§ **RECORD LIST**
<<<<
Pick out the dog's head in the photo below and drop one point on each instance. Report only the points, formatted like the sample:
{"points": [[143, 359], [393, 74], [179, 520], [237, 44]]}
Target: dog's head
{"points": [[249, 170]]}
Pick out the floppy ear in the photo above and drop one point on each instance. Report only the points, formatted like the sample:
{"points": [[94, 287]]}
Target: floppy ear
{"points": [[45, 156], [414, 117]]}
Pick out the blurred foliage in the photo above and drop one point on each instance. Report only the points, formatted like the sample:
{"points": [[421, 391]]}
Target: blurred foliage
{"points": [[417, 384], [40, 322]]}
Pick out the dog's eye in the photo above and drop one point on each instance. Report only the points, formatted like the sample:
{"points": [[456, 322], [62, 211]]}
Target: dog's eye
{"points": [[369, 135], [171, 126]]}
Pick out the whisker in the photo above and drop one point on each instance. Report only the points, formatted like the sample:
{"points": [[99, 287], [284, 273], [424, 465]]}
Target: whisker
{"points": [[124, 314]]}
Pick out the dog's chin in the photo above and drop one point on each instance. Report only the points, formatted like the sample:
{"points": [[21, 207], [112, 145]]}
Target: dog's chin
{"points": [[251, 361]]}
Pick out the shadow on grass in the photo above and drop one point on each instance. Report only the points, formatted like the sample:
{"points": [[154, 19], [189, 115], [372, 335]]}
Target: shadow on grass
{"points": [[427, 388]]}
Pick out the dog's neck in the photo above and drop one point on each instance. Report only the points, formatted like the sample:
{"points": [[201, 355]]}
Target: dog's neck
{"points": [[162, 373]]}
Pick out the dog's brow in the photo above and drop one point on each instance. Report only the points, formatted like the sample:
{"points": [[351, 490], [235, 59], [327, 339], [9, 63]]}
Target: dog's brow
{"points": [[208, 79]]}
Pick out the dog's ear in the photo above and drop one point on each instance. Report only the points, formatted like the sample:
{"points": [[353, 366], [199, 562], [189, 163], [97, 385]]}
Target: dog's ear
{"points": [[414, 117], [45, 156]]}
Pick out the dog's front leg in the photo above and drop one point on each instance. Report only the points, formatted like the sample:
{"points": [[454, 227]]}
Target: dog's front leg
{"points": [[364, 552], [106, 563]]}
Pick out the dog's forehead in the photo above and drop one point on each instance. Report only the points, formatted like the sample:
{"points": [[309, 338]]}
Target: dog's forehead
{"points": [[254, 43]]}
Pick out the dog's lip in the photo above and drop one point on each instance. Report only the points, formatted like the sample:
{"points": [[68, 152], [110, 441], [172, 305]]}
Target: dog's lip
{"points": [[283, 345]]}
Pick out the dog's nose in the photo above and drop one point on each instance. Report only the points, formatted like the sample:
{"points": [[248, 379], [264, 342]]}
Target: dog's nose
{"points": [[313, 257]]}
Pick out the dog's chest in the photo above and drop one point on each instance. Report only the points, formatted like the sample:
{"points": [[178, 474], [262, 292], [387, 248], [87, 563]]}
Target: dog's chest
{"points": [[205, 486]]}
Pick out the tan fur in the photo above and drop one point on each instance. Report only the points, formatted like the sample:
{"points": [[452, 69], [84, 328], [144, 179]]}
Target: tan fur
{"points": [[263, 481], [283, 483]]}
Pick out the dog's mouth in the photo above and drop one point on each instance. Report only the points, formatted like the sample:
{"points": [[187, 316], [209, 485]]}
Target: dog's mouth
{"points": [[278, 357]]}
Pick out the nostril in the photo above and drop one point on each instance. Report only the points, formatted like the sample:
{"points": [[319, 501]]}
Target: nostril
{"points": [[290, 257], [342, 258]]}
>>>>
Reproduce every line of the data above verbatim, without changing a single character.

§ **ANSWER TO THE PROBLEM**
Pick out the dog's head in the photo below and drop one point on each instance. Report only the points, formatted like the sample:
{"points": [[143, 359], [393, 74], [179, 520], [237, 44]]}
Target: dog's head
{"points": [[249, 170]]}
Pick out the floppy ear in the photo above and drop one point on each instance. Report only the points, formatted like the sample:
{"points": [[94, 287]]}
Target: floppy ear
{"points": [[45, 156], [414, 117]]}
Pick out the blurred foliage in the photo above and drop one point on each instance. Report only the points, formatted like the sample:
{"points": [[421, 391]]}
Target: blurred foliage
{"points": [[417, 384], [40, 322]]}
Pick out the dog's eye in the photo above and drop one point on each instance. Report only the points, formatted like the sample:
{"points": [[456, 322], [62, 211]]}
Target: dog's eye
{"points": [[369, 135], [171, 126]]}
Pick out the whisker in the photo above and drop one point on each instance. Report only the points, formatted like the sample:
{"points": [[99, 287], [284, 273], [424, 465]]}
Target: whisker
{"points": [[124, 314]]}
Pick out the dog's chin in the photo above and drop one point on each instance. Report only the points, formatted like the sample:
{"points": [[21, 207], [112, 145]]}
Target: dog's chin
{"points": [[251, 361]]}
Pick out the shadow on grass in the photo above and drop one point on each instance. Report only the points, formatted like the sample:
{"points": [[154, 19], [189, 115], [372, 335]]}
Target: shadow on grass
{"points": [[427, 388]]}
Pick out the dog's neck in the photo above and drop one point on each instance. Report only the points, formatted like the sample:
{"points": [[201, 355]]}
Target: dog's neck
{"points": [[162, 373]]}
Pick out the dog's brow in the photo above and drop one point on each instance. Report only the points, formatted like the sample:
{"points": [[351, 490], [235, 59], [327, 339], [9, 63]]}
Target: dog's brow
{"points": [[208, 79]]}
Pick out the dog's ear in the photo above and drop one point on each instance. Report only the points, formatted like the sample:
{"points": [[353, 366], [199, 562], [189, 163], [97, 385]]}
Target: dog's ear
{"points": [[414, 117], [45, 156]]}
Pick out the dog's front leg in the photo above and drop one point on each instance. Report only the points, formatted like the sample:
{"points": [[454, 227]]}
Target: dog's front leg
{"points": [[364, 552], [106, 563]]}
Pick out the dog's forehead in the photo above and drop one point on each instance. Report only the points, formatted like the sample:
{"points": [[309, 338]]}
Target: dog's forehead
{"points": [[254, 43]]}
Pick out the dog's lip in the photo above and drop one point on each instance. Report only the points, formatted like the sample:
{"points": [[68, 152], [110, 441], [172, 305]]}
Target: dog's lip
{"points": [[283, 345]]}
Pick out the dog's nose in the photo above and drop one point on each instance. Report only the points, formatted like the sample:
{"points": [[248, 379], [264, 342]]}
Target: dog's nose
{"points": [[313, 257]]}
Pick out the dog's chest in the photo above and drop one point on each instance. Report only the points, formatted like the sample:
{"points": [[178, 474], [262, 292], [387, 248], [87, 563]]}
Target: dog's chest
{"points": [[205, 486]]}
Pick out the tan fur in the photo above and drop one point on each instance. Report only the points, formatted like the sample:
{"points": [[452, 69], [84, 328], [144, 179]]}
Target: tan fur
{"points": [[263, 481], [283, 483]]}
Pick out the dog's mouth in the photo above and drop one point on each instance. Report only the points, formatted like the sample:
{"points": [[187, 316], [209, 485]]}
Target: dog's mouth
{"points": [[278, 357]]}
Pick out the nostril in the photo above and drop one point on each instance. Report only the points, formatted like the sample:
{"points": [[319, 501]]}
Target: nostril
{"points": [[290, 257], [342, 258]]}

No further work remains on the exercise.